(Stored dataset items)
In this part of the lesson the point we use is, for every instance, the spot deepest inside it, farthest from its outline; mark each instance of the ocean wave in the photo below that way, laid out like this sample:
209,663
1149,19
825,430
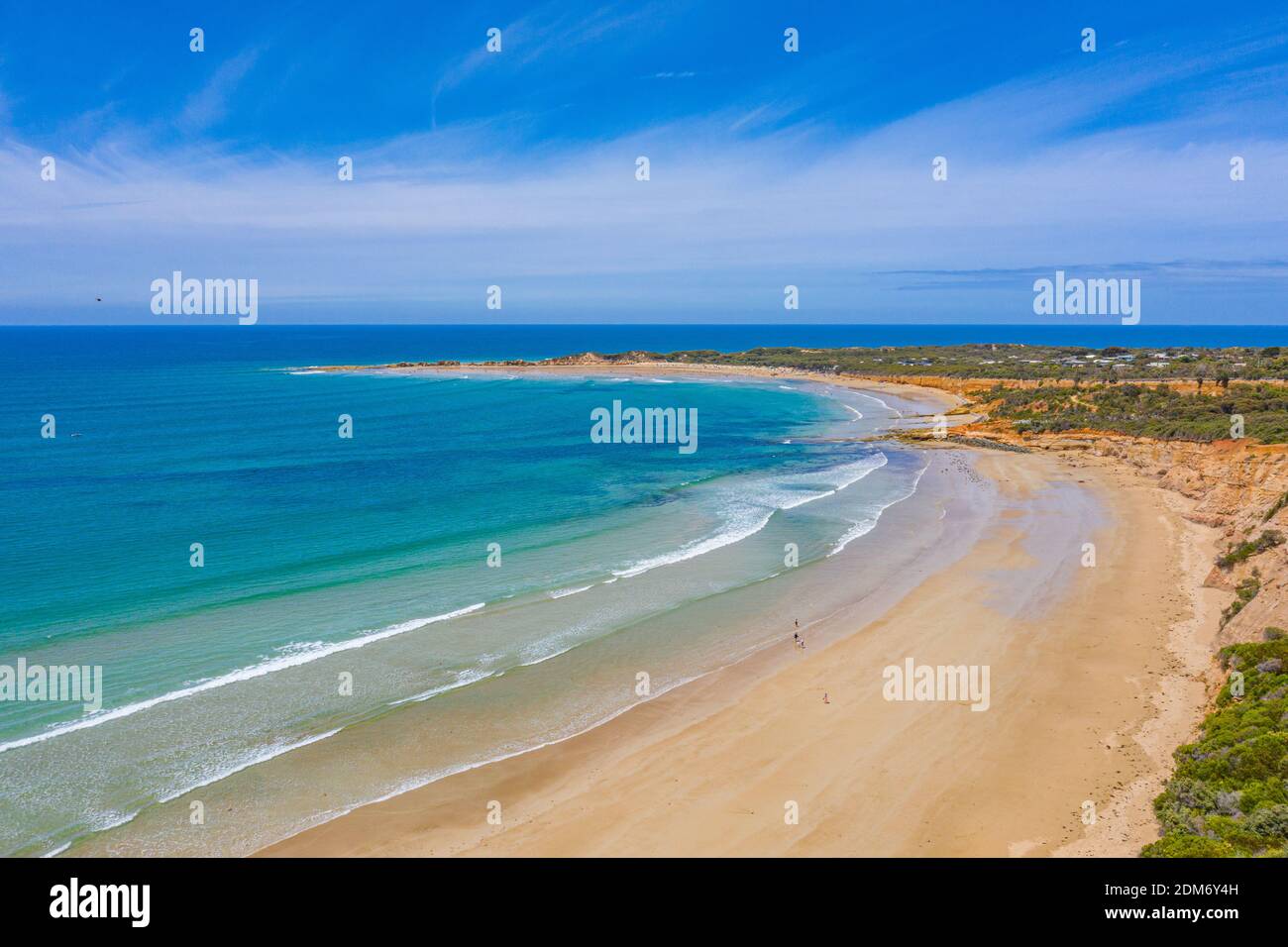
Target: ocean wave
896,411
462,680
751,509
862,527
566,592
263,755
282,661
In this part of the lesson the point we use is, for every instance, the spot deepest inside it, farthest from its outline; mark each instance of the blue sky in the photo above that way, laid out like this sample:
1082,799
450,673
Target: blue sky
768,167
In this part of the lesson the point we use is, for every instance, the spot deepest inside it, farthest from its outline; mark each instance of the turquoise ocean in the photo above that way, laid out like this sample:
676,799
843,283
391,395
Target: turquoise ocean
465,578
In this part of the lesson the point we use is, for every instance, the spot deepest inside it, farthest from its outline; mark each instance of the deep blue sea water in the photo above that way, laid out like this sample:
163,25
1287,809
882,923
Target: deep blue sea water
365,556
369,556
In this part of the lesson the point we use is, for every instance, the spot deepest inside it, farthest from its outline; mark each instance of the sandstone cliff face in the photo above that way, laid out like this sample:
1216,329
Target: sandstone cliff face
1234,484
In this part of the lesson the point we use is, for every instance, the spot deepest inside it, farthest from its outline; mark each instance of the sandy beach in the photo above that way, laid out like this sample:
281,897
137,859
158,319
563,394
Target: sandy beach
1096,674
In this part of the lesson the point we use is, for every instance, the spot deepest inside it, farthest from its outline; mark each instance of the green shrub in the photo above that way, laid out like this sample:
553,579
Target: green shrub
1229,793
1269,539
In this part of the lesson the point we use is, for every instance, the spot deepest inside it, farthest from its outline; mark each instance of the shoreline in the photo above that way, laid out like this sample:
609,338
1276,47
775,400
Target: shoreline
939,398
553,792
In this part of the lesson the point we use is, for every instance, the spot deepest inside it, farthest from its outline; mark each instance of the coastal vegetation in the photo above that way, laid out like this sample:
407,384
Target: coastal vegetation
1164,393
1146,410
1243,552
1203,367
1229,793
1243,592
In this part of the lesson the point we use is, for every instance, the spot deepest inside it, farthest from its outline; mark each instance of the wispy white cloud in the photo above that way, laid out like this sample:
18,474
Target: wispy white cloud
733,201
210,105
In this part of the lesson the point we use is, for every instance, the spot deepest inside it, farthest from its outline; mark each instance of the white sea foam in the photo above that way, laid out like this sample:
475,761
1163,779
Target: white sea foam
275,664
462,680
751,508
896,411
566,592
263,755
861,527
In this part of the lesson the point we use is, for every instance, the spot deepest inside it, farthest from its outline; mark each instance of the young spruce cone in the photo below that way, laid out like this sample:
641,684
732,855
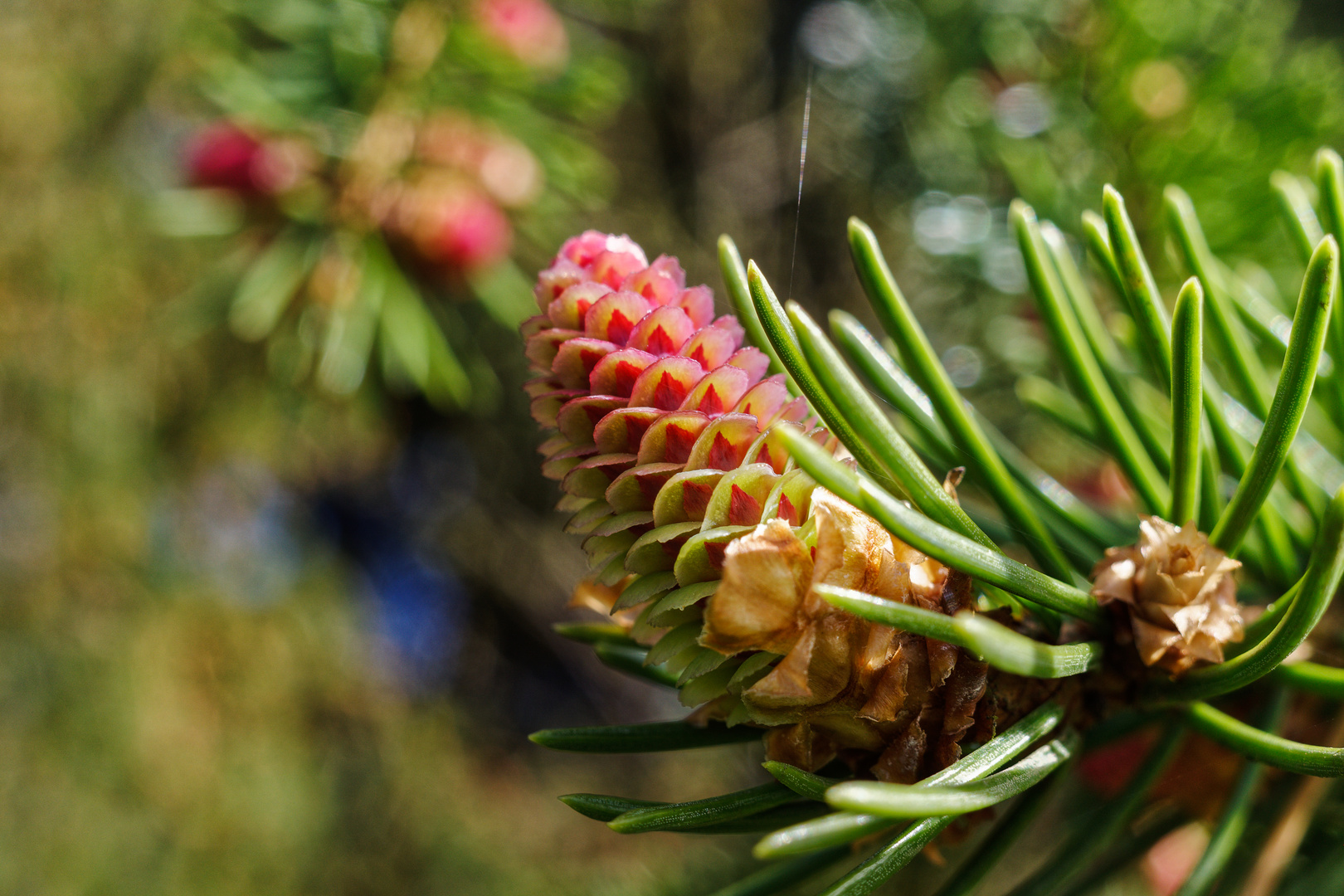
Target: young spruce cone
665,457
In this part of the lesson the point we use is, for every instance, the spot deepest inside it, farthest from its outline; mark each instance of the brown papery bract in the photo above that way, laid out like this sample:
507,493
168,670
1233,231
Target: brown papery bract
1181,592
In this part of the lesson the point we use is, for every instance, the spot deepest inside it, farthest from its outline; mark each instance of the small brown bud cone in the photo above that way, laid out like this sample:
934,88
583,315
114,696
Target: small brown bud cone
1181,592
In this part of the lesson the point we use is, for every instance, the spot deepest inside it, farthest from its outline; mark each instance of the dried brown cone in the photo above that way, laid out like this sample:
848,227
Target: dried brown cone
1179,592
847,684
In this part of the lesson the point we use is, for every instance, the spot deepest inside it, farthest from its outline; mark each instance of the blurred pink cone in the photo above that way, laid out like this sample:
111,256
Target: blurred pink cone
472,232
528,28
225,156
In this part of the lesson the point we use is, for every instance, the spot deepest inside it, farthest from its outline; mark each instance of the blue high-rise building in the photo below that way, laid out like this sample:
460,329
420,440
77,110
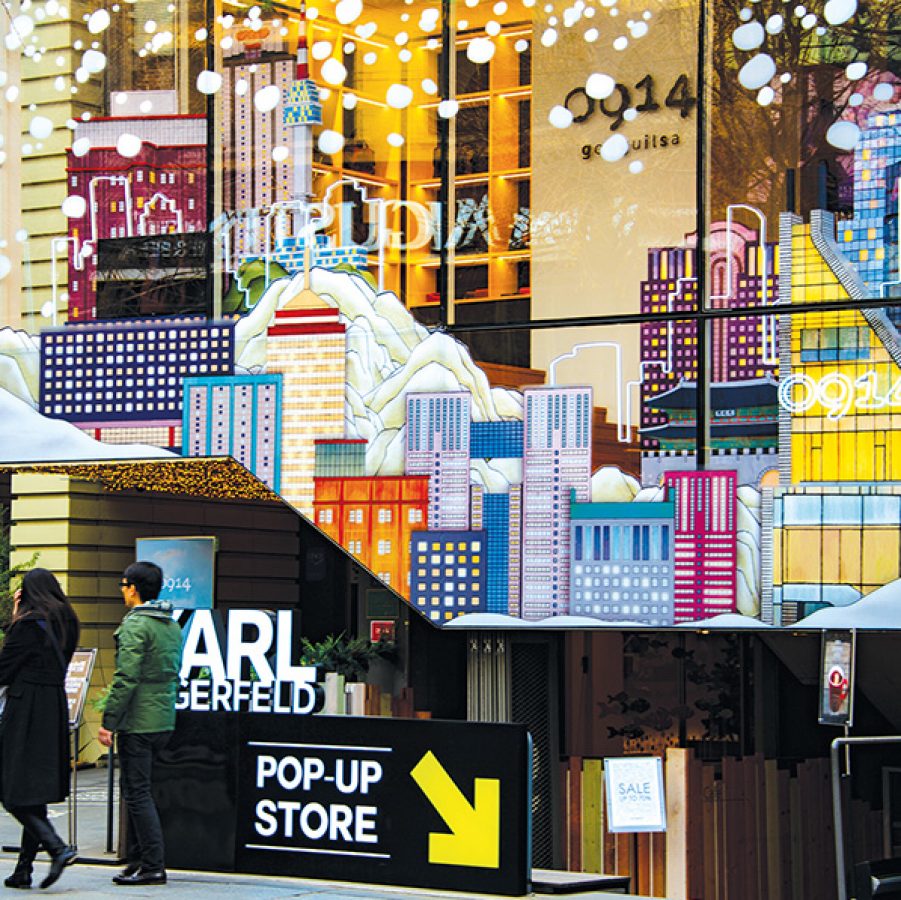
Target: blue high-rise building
496,440
870,239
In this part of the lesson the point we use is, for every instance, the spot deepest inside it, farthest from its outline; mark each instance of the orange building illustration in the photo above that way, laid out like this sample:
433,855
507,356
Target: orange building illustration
373,517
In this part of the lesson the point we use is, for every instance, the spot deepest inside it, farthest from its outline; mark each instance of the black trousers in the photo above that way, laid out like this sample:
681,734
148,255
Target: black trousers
144,841
36,830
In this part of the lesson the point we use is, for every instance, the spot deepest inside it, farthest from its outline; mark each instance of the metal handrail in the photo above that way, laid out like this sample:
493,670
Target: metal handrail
835,754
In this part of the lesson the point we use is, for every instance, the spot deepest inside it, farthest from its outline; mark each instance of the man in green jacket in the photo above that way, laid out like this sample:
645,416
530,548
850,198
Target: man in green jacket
140,709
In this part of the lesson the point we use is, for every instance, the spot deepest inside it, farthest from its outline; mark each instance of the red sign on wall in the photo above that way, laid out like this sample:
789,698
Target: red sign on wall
381,628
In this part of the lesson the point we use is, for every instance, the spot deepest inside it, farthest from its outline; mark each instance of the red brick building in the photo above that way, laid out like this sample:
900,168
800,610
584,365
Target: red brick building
373,517
159,190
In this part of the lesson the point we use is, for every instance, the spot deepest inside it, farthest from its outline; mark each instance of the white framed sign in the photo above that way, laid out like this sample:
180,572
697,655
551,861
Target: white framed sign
635,796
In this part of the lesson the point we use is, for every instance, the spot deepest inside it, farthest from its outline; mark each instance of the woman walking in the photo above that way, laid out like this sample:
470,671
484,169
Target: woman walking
34,730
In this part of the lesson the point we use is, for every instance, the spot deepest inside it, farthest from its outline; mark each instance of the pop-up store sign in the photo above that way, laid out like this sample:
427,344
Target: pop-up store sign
242,662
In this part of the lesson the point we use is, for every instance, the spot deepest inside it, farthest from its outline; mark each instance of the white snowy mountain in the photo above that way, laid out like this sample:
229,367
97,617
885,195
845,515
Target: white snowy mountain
27,436
389,354
19,364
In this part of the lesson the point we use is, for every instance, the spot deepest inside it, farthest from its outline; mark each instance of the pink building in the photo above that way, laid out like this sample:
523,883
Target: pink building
705,547
159,190
742,349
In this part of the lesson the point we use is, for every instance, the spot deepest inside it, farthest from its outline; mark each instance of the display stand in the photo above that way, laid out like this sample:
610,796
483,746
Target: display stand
78,680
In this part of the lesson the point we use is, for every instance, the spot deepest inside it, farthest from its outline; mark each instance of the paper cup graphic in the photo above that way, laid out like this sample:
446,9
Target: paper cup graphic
838,688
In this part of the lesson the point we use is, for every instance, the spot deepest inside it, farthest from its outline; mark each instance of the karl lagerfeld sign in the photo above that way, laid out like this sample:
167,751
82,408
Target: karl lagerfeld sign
245,663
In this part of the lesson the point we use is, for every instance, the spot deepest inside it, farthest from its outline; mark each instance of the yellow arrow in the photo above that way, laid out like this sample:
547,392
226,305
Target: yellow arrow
475,837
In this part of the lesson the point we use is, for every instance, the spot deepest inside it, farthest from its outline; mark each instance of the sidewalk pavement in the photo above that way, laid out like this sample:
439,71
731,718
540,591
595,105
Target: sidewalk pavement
93,879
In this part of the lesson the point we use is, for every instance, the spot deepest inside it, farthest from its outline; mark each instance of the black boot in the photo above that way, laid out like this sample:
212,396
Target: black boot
64,857
21,876
34,820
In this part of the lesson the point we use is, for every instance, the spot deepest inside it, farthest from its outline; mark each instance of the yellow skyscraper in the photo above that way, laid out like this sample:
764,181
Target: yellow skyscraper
841,378
307,346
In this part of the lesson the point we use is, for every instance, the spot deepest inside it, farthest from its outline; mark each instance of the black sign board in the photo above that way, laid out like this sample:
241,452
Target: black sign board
419,803
188,250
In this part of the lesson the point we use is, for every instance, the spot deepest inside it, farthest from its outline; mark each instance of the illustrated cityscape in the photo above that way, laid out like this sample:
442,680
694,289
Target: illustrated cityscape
472,510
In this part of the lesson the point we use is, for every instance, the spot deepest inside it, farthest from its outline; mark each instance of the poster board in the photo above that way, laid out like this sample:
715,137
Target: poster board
837,659
78,680
635,797
189,568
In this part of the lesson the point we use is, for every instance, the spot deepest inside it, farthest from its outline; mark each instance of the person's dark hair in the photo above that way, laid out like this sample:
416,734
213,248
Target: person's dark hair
147,578
43,598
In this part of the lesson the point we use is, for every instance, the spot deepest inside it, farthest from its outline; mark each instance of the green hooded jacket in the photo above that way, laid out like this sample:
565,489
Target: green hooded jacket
148,658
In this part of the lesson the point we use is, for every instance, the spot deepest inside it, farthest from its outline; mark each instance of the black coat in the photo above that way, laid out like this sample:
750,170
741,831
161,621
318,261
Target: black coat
34,730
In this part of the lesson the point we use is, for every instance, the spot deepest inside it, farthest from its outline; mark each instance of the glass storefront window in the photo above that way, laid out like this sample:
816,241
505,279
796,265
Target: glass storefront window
392,229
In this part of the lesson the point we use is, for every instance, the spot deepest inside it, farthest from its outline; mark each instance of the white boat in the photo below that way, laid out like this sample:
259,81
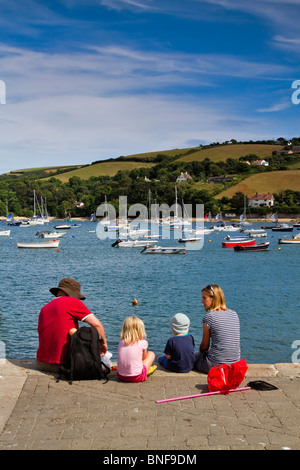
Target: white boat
62,227
28,223
226,228
50,234
258,235
290,241
39,245
133,243
4,233
168,250
189,240
203,231
252,231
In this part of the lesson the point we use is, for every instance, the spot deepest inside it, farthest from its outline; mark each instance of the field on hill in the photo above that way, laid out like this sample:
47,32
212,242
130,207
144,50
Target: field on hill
220,153
267,182
102,169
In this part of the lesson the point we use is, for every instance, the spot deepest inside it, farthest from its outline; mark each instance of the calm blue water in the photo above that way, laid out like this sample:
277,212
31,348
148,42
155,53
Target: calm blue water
262,287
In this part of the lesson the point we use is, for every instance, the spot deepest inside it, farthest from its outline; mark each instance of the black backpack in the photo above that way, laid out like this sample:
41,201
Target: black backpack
83,360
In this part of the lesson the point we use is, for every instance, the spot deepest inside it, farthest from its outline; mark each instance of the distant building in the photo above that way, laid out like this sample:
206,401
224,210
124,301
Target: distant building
183,177
261,200
219,179
260,163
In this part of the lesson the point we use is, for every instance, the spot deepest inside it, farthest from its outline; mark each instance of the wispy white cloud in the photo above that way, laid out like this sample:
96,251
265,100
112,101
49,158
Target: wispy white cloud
108,101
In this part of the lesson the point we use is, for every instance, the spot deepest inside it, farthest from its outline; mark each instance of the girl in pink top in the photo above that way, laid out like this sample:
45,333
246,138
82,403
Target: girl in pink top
134,361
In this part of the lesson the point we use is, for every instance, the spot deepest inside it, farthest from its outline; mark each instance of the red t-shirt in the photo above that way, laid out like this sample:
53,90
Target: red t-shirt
55,321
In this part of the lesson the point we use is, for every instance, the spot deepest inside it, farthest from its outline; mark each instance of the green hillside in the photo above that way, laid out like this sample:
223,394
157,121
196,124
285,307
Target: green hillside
268,182
110,168
222,152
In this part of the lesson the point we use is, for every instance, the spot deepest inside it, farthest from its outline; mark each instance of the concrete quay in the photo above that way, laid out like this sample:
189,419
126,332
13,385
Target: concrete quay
37,413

**DO THIS:**
Quote everything from the line containing "the white framed" down to the line containing "Target: white framed sign", both included, reproducing each line verbatim.

**FINISHED ANSWER:**
In this part of the lesson the point we use is, for every instance, the spot deepest inside it, farthest from its outline; mark each instance of the white framed sign in the photo above that way, laid out like this sample:
180,572
697,655
551,861
Target: white framed sign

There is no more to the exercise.